Records to use:

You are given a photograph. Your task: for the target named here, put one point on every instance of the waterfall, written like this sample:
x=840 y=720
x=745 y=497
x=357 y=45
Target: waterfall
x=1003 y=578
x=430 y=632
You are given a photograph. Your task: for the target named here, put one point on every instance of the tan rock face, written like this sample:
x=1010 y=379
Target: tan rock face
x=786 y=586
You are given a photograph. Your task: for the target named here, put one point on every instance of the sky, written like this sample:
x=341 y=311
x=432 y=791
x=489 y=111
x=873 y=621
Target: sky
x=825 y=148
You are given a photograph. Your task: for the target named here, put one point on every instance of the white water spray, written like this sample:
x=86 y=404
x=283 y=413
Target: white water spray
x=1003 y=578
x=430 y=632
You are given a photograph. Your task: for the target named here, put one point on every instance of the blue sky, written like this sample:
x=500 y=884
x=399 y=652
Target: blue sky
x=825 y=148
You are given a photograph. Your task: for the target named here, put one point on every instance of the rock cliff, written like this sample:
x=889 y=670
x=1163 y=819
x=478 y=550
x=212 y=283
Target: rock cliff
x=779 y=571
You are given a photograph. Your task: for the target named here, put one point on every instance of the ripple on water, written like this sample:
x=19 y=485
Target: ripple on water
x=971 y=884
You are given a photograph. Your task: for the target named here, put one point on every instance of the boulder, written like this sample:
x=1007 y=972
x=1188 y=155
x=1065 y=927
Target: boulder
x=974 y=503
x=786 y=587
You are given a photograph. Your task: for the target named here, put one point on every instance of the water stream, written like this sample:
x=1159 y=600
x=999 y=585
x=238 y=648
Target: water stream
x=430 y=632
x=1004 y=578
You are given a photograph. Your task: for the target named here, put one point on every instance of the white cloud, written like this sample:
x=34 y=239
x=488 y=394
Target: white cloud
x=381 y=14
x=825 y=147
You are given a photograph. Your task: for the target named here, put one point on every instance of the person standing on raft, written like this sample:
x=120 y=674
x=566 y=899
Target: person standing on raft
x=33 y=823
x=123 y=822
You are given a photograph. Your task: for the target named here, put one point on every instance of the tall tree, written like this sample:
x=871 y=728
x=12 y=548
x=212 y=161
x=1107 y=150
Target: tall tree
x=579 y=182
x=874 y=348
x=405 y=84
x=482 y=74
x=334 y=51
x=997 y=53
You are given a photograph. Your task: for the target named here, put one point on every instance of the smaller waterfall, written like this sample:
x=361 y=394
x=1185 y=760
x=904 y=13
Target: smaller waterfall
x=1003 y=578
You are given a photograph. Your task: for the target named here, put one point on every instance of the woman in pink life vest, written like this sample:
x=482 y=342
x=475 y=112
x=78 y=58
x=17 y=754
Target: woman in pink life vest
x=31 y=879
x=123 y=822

What is asked:
Render every line of all the items above as a single numbered list, leaving out any blank lines.

Solved problem:
1. You are given a photograph. Your task: for the target named here, put one point on every instance of the waterfall, written like this sample:
2. x=840 y=720
3. x=745 y=497
4. x=357 y=45
5. Target: waterfall
6. x=1003 y=578
7. x=430 y=632
8. You are given a photograph. Your task: for the target named here, put one point on every instance of the tan rock face, written like this sample:
9. x=1010 y=379
10. Target: tan rock face
11. x=786 y=586
12. You are given a photograph. Your task: for the target named here, put one point on every instance of the sky, written like this sample:
13. x=341 y=311
14. x=432 y=791
15. x=489 y=111
16. x=873 y=621
17. Target: sky
18. x=825 y=148
19. You are given a photograph. Your task: for the target named here, put one point on every instance of the white water spray, written like this sample:
20. x=86 y=404
21. x=283 y=413
22. Target: white water spray
23. x=1003 y=578
24. x=430 y=632
25. You are given a photograph. Your task: for the target named here, put one point on every instance of the blue sky, written like this sample:
26. x=500 y=884
27. x=399 y=652
28. Target: blue sky
29. x=825 y=148
30. You are given a photograph. Your task: for the target named here, put one point on every instance of the rock cliff, written like this sample:
31. x=889 y=670
32. x=1163 y=819
33. x=478 y=550
34. x=212 y=283
35. Target: rock cliff
36. x=779 y=571
37. You are given a photograph. Your task: for the target named here, put one point on every instance of the ripple on water, written like this sample:
38. x=19 y=485
39. Target: ripple on water
40. x=971 y=884
41. You are given a photograph. Your task: for the target named here, put one point on every instance of the boulder, written like this sample:
42. x=1007 y=972
43. x=1188 y=155
44. x=1065 y=927
45. Target: boulder
46. x=974 y=503
47. x=786 y=587
48. You are given a photograph. Your task: for the target named here, put one point on every instance of the water stream, written like this sample:
49. x=1159 y=600
50. x=999 y=585
51. x=238 y=648
52. Target: water stream
53. x=430 y=632
54. x=1004 y=578
55. You are given a photograph. Your task: for the target named here, put one point on every instance of the white cloud, written like this sample:
56. x=34 y=239
57. x=488 y=394
58. Target: white cloud
59. x=381 y=14
60. x=825 y=147
61. You are given a photograph. Your task: for the target named here, put one point on every instance of the person standing on raft, written like this sample:
62. x=120 y=674
63. x=566 y=899
64. Target: person standing on raft
65. x=33 y=823
66. x=123 y=822
67. You are given a photograph. Your task: for the target named here, put one point on every instance of the tall tree, written like this sample:
68. x=871 y=728
69. x=12 y=548
70. x=212 y=161
71. x=1107 y=150
72. Target: tall tree
73. x=579 y=182
74. x=874 y=348
75. x=405 y=84
76. x=482 y=74
77. x=334 y=51
78. x=997 y=53
79. You are given a photograph. Your task: for the target named here, put one point on every instance of the smaller waterfall, written like this sample:
80. x=361 y=394
81. x=1185 y=760
82. x=904 y=13
83. Target: smaller waterfall
84. x=1003 y=578
85. You are given a photograph. Your task: for the target named here, put one point on every instance of the woman in pink life vest, written like this sample:
86. x=482 y=342
87. x=475 y=112
88. x=78 y=58
89. x=17 y=754
90. Target: woman in pink life vest
91. x=31 y=879
92. x=123 y=822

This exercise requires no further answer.